HOW TO COMPLETE THIS TASK: Please reproduce the listing in its entirety, exactly as written, but without images.

+++ DATA EXCERPTS +++

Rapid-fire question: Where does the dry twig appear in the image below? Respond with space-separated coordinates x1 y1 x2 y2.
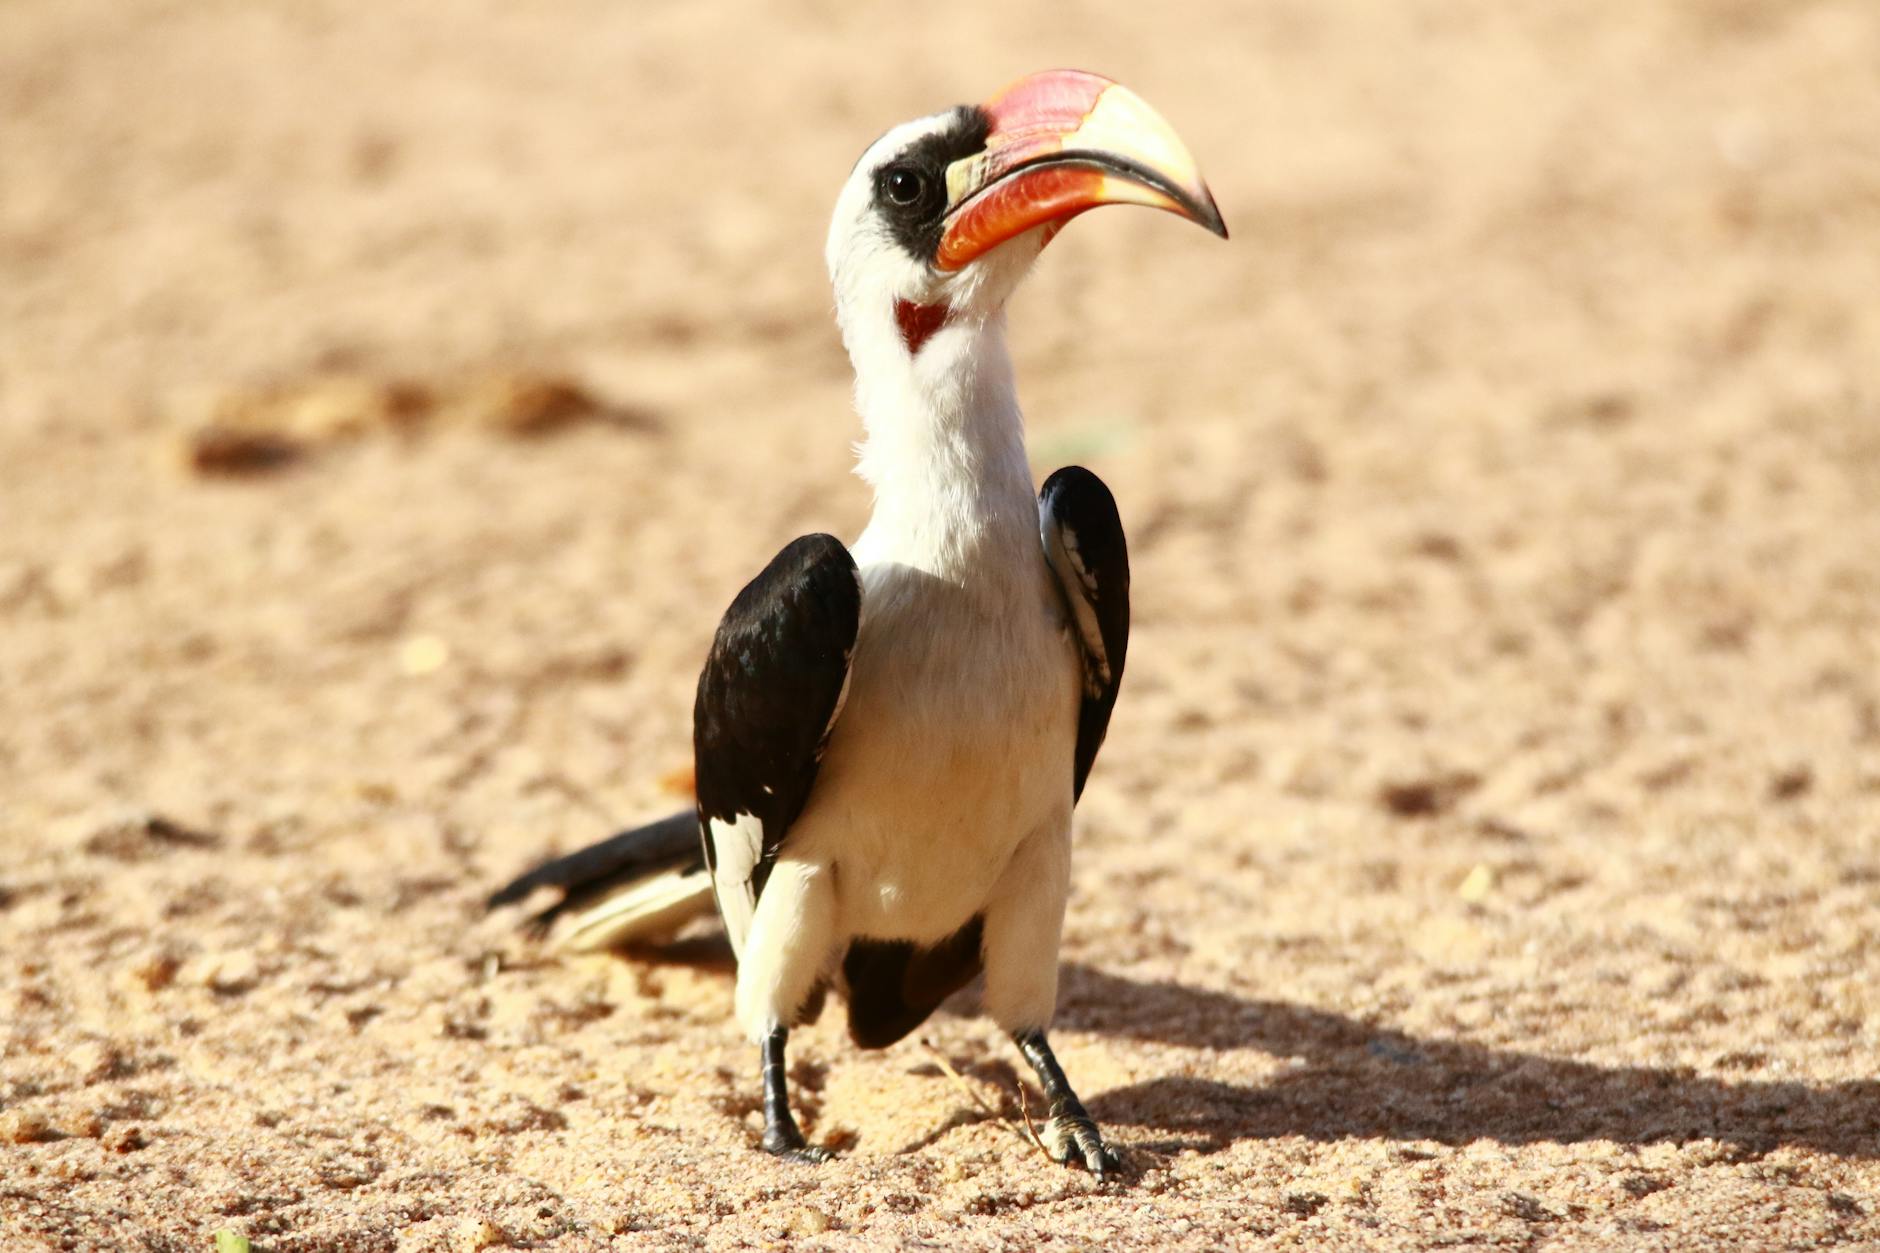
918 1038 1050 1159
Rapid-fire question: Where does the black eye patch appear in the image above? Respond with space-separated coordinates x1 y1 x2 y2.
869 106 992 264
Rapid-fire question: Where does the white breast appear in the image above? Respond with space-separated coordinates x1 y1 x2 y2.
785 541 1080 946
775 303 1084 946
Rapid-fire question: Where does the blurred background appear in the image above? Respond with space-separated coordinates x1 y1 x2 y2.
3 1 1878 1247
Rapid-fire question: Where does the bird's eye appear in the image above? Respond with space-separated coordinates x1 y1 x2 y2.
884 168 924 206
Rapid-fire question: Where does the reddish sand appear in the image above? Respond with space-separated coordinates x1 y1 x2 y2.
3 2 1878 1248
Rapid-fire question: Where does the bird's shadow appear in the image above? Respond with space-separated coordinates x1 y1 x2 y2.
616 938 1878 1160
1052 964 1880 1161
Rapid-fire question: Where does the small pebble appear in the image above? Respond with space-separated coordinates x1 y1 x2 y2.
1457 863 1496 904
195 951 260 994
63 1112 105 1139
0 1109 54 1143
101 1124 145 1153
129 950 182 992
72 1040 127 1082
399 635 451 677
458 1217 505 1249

+++

YOUR SOLUTION:
Rapid-fire question: Where does the dry twig appear in the image below? Respond with space-separated coordinates x1 y1 x2 y2.
918 1038 1050 1159
Rapid-fire question: Where does the black eye patch appear in the image above? Respond with space-separated coordinates x1 y1 x2 y2.
869 106 992 264
Rapid-fire question: Where does the white breast appear in the image above? Respond with space-separated coordinates x1 y1 x2 y2.
785 541 1080 946
775 303 1084 946
Rapid-fire question: Where does the blurred background appear in the image above? Respond with space-separated coordinates x1 y1 x2 y2.
3 1 1878 1247
Rapid-fire question: Where does the bird's eye appear in the image above? Respond with space-separated coordinates x1 y1 x2 y2.
884 168 924 206
Rapid-fire question: Where does the reddish sand appear in the image above? Respond with space-separated coordinates x1 y1 x2 y2.
3 2 1878 1248
Rapid-fire question: Where does the bird's shadow appear in the image above? Respond with space-separated coordinates x1 y1 x2 y2.
616 938 1878 1160
1052 964 1880 1161
Rapid-fire question: Where does the small pebble appear in the image above? Respond with space-separated coordinates x1 y1 x2 y2.
1457 863 1496 904
195 951 260 994
63 1112 105 1139
0 1109 54 1143
101 1124 145 1153
129 950 182 992
72 1040 127 1082
399 635 451 677
458 1217 505 1249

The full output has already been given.